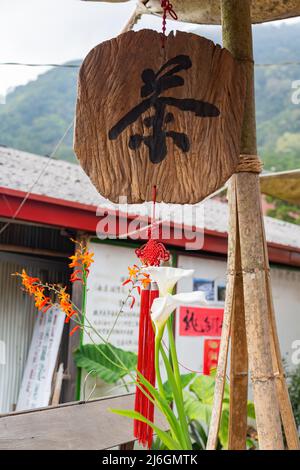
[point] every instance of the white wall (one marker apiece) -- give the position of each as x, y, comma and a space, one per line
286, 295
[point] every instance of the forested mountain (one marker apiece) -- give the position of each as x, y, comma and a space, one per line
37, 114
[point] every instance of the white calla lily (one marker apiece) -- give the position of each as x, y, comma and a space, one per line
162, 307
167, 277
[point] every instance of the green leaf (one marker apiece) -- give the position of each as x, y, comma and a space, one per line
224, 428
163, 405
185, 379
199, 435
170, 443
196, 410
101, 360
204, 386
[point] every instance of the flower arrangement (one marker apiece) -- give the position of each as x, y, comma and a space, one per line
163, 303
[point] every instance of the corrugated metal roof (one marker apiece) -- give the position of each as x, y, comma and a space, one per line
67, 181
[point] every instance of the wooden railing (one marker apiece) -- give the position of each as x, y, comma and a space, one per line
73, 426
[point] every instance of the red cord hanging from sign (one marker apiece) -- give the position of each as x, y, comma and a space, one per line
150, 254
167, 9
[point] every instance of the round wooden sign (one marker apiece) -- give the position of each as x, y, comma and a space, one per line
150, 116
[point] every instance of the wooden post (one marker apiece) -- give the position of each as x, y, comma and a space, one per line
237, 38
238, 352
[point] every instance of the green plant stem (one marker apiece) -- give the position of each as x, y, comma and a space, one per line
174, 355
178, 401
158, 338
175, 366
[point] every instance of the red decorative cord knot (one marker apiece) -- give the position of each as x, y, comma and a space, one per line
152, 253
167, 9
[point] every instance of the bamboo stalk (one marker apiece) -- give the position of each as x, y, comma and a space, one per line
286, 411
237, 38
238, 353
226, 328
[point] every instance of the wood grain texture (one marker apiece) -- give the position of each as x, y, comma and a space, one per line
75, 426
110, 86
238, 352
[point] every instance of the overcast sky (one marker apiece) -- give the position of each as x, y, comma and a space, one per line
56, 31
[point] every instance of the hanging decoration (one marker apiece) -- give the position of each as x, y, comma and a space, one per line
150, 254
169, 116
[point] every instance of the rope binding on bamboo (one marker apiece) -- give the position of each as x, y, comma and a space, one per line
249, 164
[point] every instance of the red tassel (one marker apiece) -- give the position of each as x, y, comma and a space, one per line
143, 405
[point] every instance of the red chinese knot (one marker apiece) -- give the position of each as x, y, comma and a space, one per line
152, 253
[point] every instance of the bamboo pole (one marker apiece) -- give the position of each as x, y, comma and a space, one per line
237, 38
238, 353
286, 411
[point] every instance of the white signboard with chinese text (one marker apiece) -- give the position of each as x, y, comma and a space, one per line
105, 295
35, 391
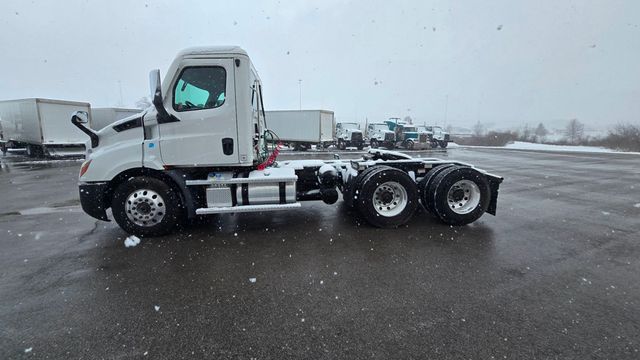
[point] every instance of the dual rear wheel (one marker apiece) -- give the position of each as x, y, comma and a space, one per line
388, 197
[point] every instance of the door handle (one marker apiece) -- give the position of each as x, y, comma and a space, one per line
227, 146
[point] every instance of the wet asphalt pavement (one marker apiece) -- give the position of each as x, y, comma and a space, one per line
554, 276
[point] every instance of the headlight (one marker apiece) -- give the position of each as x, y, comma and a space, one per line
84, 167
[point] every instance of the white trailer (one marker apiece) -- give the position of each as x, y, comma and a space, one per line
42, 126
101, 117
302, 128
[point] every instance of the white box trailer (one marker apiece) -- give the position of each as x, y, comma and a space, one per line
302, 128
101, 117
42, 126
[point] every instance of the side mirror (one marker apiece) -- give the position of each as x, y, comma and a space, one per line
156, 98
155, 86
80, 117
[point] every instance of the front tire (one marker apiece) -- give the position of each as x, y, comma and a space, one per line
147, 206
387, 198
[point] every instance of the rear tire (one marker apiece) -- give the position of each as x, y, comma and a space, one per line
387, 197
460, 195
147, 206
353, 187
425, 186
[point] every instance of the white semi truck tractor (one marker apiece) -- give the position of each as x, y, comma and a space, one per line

WHAT IS NEEDED
Change every "one marker apiece" in the records above to "one marker each", and give all the records again with nothing else altered. Leave the pictures out.

SOLUTION FOR THIS EXERCISE
[point] every instance of the white wall (one marker each) -- give the position of each as x, y, comma and a space, one per line
286, 295
[point] every instance of the forested mountain (one marker each) -- give the position of each as x, y, comma and a space, one per line
37, 114
[point] every instance of the white calla lily (one marker each) -- give the position of each as x, y, comma and a space, one per line
162, 307
167, 277
[point] every instance of the green leaf (one marker each) -- give the position of each as x, y, comma and a space, one per line
224, 428
163, 405
185, 379
199, 435
170, 443
196, 410
101, 360
204, 386
[point] every instance of the flower arrangement (one marker each) -- give the position of each as x, y, comma and a space, one per line
163, 303
[point] every instance of the corrugated metal roof (one marker each) -- give the position of each as x, y, comma and a space, one per line
67, 181
[point] every instance of the wooden railing (one marker each) -- give the position of each as x, y, comma and a space, one per line
73, 426
[point] every instance of the red cord hanging from sign (one marker each) -- give the position of each as x, y, comma and a space, one per line
150, 254
167, 9
[point] every instance of the round wooden sign (one marker each) -- give the position of each as x, y, comma and a space, one per line
150, 116
[point] every instance of the wooden post (one marker each) -- give the position of each as x, y, comma and a space, one per line
237, 38
238, 352
[point] every instance of the green plant stem (one marker each) -- give the position of each as x, y, comma and a space, one per line
174, 355
178, 401
158, 338
175, 366
[point] every instance of the red decorative cord knot (one marker each) -- give the position of each as x, y, comma and a space, one per line
152, 253
167, 9
[point] every instance of the bamboo stalk (one marker each) -- give the position of each as x, y, comma and a space, one per line
286, 411
237, 38
238, 353
226, 328
[point] every instance of the wood grain texture (one marker each) -- give the position of each as x, y, comma and a space, one per line
75, 426
110, 86
238, 352
[point] every instance of the overcast sky (one marker each) -- give the position of each as x, y, comma and a space, one per line
56, 31
[point] every instance of the hanging decoration (one marker each) -- give the position of each as x, y, comma and a space, one per line
150, 254
169, 116
[point] every instance of the rope binding on bamboo (one marker each) -- give the position of each as x, y, comma and a space, one per line
249, 164
[point] every instance of the red tassel (one marker each) -- give the position of each as x, y, comma and a space, one per line
143, 405
[point] every instance of the red chinese knot (one marker each) -- give the position of each as x, y, comma and a space, one per line
152, 253
[point] every instance of the bamboo pole (one marker each) -- give the position of each as x, y, comma and a space, one per line
237, 38
238, 353
286, 411
[point] every instance of the white signboard with chinese text (one marker each) -- give the position of each as x, y, comma and a space, one per line
105, 295
35, 391
[point] every instance of the dual rear wheel (one marker each) -- give the position of each as x, y, comma and a space, one per line
388, 197
[point] every instance of the door handle (one marker each) -- give the position of each as x, y, comma and a space, one per line
227, 146
[point] every instance of the wet asphalt pavement (one marker each) -- give the position of each as x, y, comma and a space, one per line
554, 276
[point] every instance of the headlight (one marker each) -- give the position of each as x, y, comma and a space, one per line
84, 167
[point] every instance of the white trailer (one marker each) -- give the position of each as x, y, comma and a space, one per line
42, 126
101, 117
302, 128
[point] every instance of the white box trailer (one marker each) -- give the position of each as x, y, comma and a space, one per line
302, 128
101, 117
42, 126
[point] every instance of the side mirror (one marker each) -- give the position of each as x, y, comma and a space, one per line
156, 98
155, 86
80, 117
[point] every instance of the front tire (one marker each) -- give the position of each as x, y, comma and a space, one per line
147, 206
387, 198
[point] every instance of the rear tire (one marker each) -- give the position of each as x, y, comma and a space, one per line
387, 197
460, 195
147, 206
353, 187
425, 186
[point] every instance of the white semi truck tractor (one marker each) -- give the position of each as x, y, comma and a space, one per line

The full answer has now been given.